Provided passage:
● ● ● ● ● ● ●

Cardinals saved Red Sox from reuniting with trade deadline mistake

Pittsburgh Pirates v Boston Red Sox
Pittsburgh Pirates v Boston Red Sox | Richard T Gagnon/GettyImages

Craig Breslow has made some savvy trades during his tenure as chief baseball officer of the Boston Red Sox, but few of them have come at the trade deadline. Boston's late season additions haven't worked out well for it, and Dustin May was no exception.

Fortunately, the St. Louis Cardinals have prevented the Red Sox from forging a potential reunion with the righty. On December 13, May signed a one-year deal with the Cardinals after his first stint in free agency, reported by MLB insider Jeff Passan of ESPN.

May was a promising Los Angeles Dodgers prospect many years ago, but his big league career has been marred and constantly cut short by injuries and inconsistency. He brought the same to Boston, despite a few successful early starts that suggested his luck may have been changing. May let up three runs over his first 15.2 innings with the Sox, but his luck turned soon enough. He finished his tenure with the Red Sox with a 5.40 ERA and a 1.69 WHIP over 28.1 frames.

Boston and St. Louis have swapped a couple of players in the last few months. May will join Blaze Jordan, a first base prospect traded to the Cards for Steven Matz at the trade deadline, and Richard Fitts and Brandon Clarke, the Cardinals' return in the Sonny Gray trade, in the Midwest.

Cardinals sign 2025 Red Sox trade deadline addition Dustin May, (thankfully) preventing potential reunion in Boston

It would be hard to argue that Boston needed to reunite with May, especially after its early rotation additions of Gray and Johan Oviedo from the Pirates. The Red Sox have a deep pool of potential starting pitchers in their system, and May hardly aligns with Breslow's desires to bring in a top-of-the-rotation arm.

● ● ● ● ● ● ●

Data provided:

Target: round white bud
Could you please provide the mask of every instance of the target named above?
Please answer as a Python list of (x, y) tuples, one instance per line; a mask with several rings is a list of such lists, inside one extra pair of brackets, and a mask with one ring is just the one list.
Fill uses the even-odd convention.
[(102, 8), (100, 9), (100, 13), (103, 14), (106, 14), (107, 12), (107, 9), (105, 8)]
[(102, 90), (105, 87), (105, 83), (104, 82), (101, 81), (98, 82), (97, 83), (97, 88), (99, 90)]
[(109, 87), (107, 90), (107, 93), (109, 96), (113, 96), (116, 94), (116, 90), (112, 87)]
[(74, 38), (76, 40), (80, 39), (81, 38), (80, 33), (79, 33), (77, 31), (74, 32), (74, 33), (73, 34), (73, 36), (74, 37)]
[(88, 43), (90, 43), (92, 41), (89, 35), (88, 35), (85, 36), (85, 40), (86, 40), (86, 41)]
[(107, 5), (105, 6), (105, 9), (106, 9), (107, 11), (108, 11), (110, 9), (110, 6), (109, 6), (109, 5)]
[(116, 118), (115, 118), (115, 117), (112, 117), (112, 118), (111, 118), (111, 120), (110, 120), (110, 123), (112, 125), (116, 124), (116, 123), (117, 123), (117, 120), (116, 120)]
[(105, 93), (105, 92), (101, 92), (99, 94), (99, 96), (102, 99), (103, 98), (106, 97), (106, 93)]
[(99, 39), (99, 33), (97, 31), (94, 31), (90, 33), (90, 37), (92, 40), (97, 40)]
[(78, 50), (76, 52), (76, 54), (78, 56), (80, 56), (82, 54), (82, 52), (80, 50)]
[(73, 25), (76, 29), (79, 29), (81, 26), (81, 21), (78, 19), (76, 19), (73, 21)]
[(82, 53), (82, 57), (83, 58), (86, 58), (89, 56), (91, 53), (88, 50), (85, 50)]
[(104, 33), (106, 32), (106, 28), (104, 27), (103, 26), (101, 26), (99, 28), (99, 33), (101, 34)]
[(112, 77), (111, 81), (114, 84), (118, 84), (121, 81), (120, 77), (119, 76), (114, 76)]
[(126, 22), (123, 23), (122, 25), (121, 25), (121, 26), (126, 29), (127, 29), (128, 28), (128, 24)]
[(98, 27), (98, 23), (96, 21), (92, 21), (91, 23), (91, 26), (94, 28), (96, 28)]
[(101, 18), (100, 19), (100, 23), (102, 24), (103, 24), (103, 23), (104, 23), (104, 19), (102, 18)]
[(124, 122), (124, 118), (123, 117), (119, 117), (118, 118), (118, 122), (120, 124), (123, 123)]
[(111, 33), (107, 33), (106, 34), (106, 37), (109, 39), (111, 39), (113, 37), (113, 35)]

● ● ● ● ● ● ●

Check your understanding:
- 1) In the article on Dustin May, what ERA and WHIP did May finish with during his time with the Red Sox?
- 2) Rewrite the paragraph of the article on Dustin May that begins "May was a promising Los Angeles Dodgers prospect" as a short bulleted list, keeping its main facts.

Responses in order:
- 1) A 5.40 ERA and a 1.69 WHIP over 28.1 frames.

- 2)
- May was once a promising Los Angeles Dodgers prospect.
- Injuries and inconsistency have repeatedly marred and cut short his big league career.
- He brought the same problems to Boston despite a few successful early starts.
- He allowed three runs over his first 15.2 innings with the Red Sox before his luck turned.
- He finished his Red Sox tenure with a 5.40 ERA and a 1.69 WHIP over 28.1 frames.